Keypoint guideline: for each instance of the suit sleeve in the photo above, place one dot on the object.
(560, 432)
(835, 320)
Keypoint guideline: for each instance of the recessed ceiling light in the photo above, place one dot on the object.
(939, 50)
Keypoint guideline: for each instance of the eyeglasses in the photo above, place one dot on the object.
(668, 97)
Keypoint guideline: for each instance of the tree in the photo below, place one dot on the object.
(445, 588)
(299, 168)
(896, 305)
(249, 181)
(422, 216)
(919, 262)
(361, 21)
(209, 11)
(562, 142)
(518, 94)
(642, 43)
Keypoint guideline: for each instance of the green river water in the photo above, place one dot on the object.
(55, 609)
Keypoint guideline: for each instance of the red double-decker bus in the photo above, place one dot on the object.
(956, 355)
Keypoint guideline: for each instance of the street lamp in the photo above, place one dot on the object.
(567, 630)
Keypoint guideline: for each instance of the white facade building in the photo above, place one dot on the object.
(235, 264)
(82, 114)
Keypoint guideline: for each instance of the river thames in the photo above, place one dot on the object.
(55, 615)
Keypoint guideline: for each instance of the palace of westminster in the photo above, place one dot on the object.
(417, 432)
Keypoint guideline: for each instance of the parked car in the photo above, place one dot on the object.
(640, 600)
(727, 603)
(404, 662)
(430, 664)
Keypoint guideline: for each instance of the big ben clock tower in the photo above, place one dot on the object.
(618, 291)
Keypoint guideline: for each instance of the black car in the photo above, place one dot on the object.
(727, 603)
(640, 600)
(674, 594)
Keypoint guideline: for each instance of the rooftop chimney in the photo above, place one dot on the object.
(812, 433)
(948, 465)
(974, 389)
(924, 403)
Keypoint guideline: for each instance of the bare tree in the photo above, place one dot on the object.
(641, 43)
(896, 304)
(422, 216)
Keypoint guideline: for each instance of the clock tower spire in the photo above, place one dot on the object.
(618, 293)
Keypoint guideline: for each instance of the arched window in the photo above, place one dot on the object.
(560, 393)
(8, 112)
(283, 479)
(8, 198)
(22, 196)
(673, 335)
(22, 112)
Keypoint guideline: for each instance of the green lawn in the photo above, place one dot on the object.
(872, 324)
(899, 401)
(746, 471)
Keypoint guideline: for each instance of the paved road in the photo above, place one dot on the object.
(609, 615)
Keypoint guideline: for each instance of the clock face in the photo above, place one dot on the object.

● Instructions to follow
Make an exact copy of the data above.

● Response to the task
Keypoint guideline: for each instance of the suit sleeve in the photo above, place one dot on the object.
(560, 432)
(835, 320)
Keypoint guideline: for each instance of the recessed ceiling light in the photo above, place one dot on the object.
(939, 50)
Keypoint guideline: for each instance of the eyeglasses in the photo above, place one dot on the object.
(668, 97)
Keypoint guideline: for each instance of the tree in the photo below, place one dot on the object.
(445, 588)
(299, 168)
(896, 305)
(249, 181)
(422, 216)
(919, 262)
(361, 21)
(209, 11)
(562, 142)
(518, 94)
(642, 43)
Keypoint guideline: for each instance of the green river water in the photo above, place one dot on the object.
(55, 609)
Keypoint guideline: for each instance of the red double-decker bus in the photo above, place one dot on the object.
(956, 355)
Keypoint guideline: for each instance of the street lamp in the photo above, place one dot on the object.
(567, 630)
Keypoint guideline: for each instance of the white facade building in the photo above, place one dot on the object.
(235, 264)
(82, 114)
Keypoint guideline: for each instance of the river thames in the photo above, place one dot on the object.
(55, 615)
Keypoint guideline: for each instance of the palace of westminster in the photo above, place one dot on the object.
(417, 432)
Keypoint guideline: for each instance of the parked car in the photo above, place one dot on the object.
(640, 600)
(727, 603)
(404, 662)
(430, 664)
Keypoint guideline: for each instance of the big ben clock tower in the photo above, place one dot on the object.
(618, 291)
Keypoint guideline: for each instance of the black car in the photo above, place one dot on the object.
(727, 603)
(640, 600)
(674, 594)
Keypoint guideline: for each instance of the rooftop chimney in the photo above, place one dot on the object.
(812, 433)
(948, 465)
(974, 389)
(924, 403)
Keypoint guideline: for each instance of the bare tree in the photo above, place one dot on the object.
(641, 43)
(896, 304)
(422, 216)
Keypoint guideline: for each instance of the clock tower spire in the photo above, place one dot on the object.
(618, 293)
Keypoint guideline: for each instance of the arched window in the photo above, place one dot on the object.
(560, 393)
(8, 112)
(283, 479)
(8, 198)
(22, 196)
(673, 335)
(22, 112)
Keypoint guideline: for each instance of the green lawn in the photo above, place one dot on the object.
(872, 324)
(899, 401)
(746, 471)
Keypoint guideline: for each instance of the paved road in the photo above, place one dot on the object.
(609, 615)
Keypoint guideline: for each instance of the clock face in the photo above, place one dot on the object.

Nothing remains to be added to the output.